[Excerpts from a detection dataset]
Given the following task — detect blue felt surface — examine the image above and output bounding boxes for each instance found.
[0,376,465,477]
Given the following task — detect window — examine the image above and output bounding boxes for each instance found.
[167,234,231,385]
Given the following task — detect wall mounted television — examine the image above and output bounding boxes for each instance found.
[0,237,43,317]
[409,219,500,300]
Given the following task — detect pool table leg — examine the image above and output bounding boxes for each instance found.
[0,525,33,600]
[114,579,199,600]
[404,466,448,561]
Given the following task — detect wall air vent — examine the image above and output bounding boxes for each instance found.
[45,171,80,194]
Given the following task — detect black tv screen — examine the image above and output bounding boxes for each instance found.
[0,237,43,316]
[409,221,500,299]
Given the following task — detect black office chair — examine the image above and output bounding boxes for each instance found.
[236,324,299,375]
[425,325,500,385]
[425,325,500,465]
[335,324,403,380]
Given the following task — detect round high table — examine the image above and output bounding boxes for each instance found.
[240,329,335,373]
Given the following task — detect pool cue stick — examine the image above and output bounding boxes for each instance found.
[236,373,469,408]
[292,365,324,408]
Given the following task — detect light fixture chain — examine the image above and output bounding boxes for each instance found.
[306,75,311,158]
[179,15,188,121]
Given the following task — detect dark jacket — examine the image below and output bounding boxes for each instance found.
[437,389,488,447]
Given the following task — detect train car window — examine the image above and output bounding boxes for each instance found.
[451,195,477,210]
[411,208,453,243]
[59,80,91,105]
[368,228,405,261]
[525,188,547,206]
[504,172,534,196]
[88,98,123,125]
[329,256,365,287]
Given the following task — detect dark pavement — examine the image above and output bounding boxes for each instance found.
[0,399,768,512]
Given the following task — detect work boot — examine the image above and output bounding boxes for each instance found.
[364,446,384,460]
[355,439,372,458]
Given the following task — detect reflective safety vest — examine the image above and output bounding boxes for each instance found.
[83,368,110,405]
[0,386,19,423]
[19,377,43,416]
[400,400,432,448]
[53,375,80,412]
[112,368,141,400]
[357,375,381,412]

# What you will do
Rewrite every line of the data between the line holding "Given the following task — detect light" and the line holding "[437,389,488,447]", inclusive, with the requests unchanged. Multiply each bounding box coordinate in the answers by 2.35 and round it to a whole number, with halves rounded up.

# Finished answer
Given the following task — detect light fixture chain — examine the image above and output bounding boxes for each instance found.
[719,176,731,371]
[421,35,442,284]
Given the following task — detect dark jacket — examine the image below and output bounding boxes for each instance found.
[1027,914,1147,1050]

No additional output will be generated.